» **EXERCISE**
Decide whether each statement below agrees with the passage on asset impairment. For each, answer yes or no and quote the words of the passage that decide it. 1. The Supervisory Committee unanimously approved the provision for asset impairment. 2. The independent directors found that the Board's decision-making process harmed the interests of the Company and its shareholders. 3. The provision reflects the Company's asset position as at 31 December 2021.

The provision for asset impairment was in compliance with relevant requirements of the Accounting Standard for Business Enterprises and had sufficient basis to reflect the actual condition of the Company based on the accounting principle of prudence. After the provision forasset impairment, the Company's financial position and asset value as at 31 December 2020 were more fairly presented, which enhanced the reasonableness of the Company's accounting information.

VI. Opinions of the Supervisory Committee

The Company's decision-making process for the provision for asset impairment was in compliance with the requirements of relevant laws and regulations and the Articles of Association, the resolution was in compliance with relevant requirements of the Accounting Standard for Business Enterprises and reflected the Company's operation results for the year of 2020 and the asset position as at 31 December 2020. As such, the Supervisory Committee unanimously approved the provision for asset impairment.

VII. Opinions of Independent Directors of the Company

The Company made provision for asset impairment in accordance with relevant requirements of the Accounting Standard for Business Enterprises, and the Company's assets position and operation results were presented in a more objective and fair manner after the provision for asset impairment made by the Company, which enhanced the truthfulness and reliability of the Company's accounting information on asset value and was reasonable. The Board's decision-making process for such matter was in compliance with relevant laws and regulations and was not prejudicial to the interests of the Company and its shareholders. The independent directors agreed to the provision for asset impairment.

» **ENTRIES PROVIDED**
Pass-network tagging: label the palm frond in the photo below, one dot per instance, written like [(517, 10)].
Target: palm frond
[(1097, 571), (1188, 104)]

==

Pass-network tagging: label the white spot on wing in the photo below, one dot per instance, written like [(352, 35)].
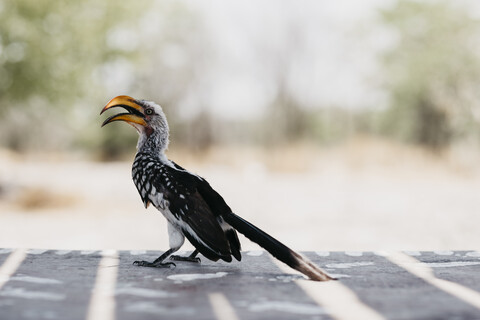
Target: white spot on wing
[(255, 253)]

==

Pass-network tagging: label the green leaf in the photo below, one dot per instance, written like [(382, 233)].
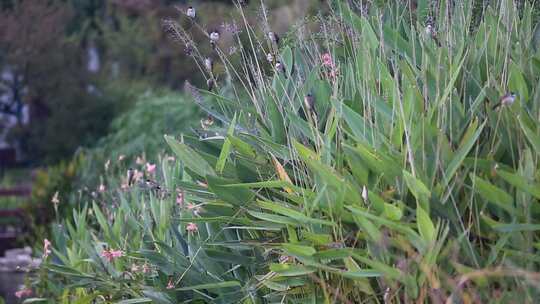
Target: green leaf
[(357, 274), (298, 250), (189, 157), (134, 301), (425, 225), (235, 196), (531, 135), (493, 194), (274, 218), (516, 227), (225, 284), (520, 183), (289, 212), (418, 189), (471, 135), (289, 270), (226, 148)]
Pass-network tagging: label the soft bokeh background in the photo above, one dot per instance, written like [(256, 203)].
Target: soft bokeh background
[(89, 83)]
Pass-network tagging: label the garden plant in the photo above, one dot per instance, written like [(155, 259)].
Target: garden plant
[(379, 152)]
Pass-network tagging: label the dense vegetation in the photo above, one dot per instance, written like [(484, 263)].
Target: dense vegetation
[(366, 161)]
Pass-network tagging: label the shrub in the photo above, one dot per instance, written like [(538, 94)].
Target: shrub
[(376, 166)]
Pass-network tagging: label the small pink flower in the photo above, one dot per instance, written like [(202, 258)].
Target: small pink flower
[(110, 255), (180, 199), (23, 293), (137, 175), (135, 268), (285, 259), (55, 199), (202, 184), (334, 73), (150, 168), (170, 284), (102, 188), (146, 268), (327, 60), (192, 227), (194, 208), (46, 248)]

» **REPLY**
1. Yes: "the Supervisory Committee unanimously approved the provision for asset impairment."
2. No: "was not prejudicial to the interests of the Company and its shareholders."
3. No: "the asset position as at 31 December 2020."